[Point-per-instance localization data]

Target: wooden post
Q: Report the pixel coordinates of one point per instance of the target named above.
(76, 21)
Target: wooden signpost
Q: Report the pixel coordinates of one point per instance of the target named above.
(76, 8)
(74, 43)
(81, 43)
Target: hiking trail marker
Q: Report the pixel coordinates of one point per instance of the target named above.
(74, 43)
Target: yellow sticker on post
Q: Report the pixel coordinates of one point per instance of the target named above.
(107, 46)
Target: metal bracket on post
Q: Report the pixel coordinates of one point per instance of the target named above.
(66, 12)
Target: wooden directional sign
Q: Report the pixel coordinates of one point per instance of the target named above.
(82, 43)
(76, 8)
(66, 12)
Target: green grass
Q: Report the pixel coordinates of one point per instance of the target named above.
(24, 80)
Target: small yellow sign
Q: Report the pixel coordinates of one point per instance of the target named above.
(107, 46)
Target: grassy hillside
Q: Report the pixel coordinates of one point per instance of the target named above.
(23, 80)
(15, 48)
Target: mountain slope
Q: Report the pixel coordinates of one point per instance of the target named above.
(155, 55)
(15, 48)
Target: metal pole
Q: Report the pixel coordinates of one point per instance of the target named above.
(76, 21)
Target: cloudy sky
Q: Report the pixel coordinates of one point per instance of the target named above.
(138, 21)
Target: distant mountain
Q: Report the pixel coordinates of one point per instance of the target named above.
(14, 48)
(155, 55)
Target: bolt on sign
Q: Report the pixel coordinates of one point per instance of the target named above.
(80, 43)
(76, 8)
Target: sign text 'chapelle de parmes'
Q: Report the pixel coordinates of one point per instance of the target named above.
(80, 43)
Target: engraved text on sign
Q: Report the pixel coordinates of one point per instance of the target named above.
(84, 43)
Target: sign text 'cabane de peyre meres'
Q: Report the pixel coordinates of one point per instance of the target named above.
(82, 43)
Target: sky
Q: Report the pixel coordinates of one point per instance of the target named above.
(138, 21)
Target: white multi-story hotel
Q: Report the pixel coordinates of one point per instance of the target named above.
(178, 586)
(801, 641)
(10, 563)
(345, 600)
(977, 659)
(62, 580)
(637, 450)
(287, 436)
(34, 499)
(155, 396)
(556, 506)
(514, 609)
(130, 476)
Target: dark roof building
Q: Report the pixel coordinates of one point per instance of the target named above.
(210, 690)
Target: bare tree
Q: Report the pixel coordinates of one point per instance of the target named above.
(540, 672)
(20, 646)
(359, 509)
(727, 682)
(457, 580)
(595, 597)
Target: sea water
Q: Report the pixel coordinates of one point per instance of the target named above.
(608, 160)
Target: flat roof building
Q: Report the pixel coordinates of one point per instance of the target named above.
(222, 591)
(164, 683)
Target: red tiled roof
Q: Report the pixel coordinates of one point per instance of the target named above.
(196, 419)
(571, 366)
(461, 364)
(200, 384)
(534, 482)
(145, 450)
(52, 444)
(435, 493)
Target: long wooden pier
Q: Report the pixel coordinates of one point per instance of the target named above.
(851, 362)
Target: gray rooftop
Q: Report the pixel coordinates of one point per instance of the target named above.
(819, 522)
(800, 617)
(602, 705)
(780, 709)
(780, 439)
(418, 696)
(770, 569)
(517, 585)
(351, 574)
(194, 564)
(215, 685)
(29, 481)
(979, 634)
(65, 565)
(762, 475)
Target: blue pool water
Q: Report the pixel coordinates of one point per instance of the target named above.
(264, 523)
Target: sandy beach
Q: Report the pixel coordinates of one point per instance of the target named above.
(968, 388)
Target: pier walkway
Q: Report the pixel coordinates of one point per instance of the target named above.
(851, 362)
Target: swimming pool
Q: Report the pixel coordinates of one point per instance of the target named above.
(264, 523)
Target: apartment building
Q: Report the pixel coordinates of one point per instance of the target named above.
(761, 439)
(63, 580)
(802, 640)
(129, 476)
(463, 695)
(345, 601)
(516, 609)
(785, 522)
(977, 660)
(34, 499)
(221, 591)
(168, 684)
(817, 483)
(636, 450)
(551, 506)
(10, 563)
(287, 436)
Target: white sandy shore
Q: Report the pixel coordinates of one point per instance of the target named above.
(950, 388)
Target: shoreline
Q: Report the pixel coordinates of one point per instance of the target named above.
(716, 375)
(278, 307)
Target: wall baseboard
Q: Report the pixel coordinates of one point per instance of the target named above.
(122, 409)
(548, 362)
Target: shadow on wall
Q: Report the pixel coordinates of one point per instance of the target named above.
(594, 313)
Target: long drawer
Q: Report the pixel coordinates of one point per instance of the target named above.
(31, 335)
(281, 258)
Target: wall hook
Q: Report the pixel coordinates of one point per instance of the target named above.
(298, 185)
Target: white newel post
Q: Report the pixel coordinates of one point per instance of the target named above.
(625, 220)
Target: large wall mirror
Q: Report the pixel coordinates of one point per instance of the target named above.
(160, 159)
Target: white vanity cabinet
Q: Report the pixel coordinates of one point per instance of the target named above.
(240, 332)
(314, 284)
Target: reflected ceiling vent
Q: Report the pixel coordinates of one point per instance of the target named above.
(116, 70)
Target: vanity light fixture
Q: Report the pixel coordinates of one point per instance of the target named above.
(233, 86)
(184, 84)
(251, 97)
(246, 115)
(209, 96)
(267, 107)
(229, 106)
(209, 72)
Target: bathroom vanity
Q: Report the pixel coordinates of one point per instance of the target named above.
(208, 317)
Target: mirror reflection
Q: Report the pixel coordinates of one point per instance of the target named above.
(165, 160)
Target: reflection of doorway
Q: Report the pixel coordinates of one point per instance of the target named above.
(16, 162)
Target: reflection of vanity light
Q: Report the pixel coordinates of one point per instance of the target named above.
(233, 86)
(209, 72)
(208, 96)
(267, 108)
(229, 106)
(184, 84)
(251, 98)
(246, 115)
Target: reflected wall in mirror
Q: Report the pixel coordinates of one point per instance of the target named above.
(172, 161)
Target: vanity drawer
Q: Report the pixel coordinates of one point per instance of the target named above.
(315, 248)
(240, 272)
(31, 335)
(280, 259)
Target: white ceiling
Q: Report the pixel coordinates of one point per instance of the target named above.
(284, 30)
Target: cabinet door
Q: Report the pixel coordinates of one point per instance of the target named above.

▸ **Task prompt**
Would you report every line of the entries above containing the word "sandy"?

▸ **Result for this task**
Target: sandy beach
Target: white sandy shore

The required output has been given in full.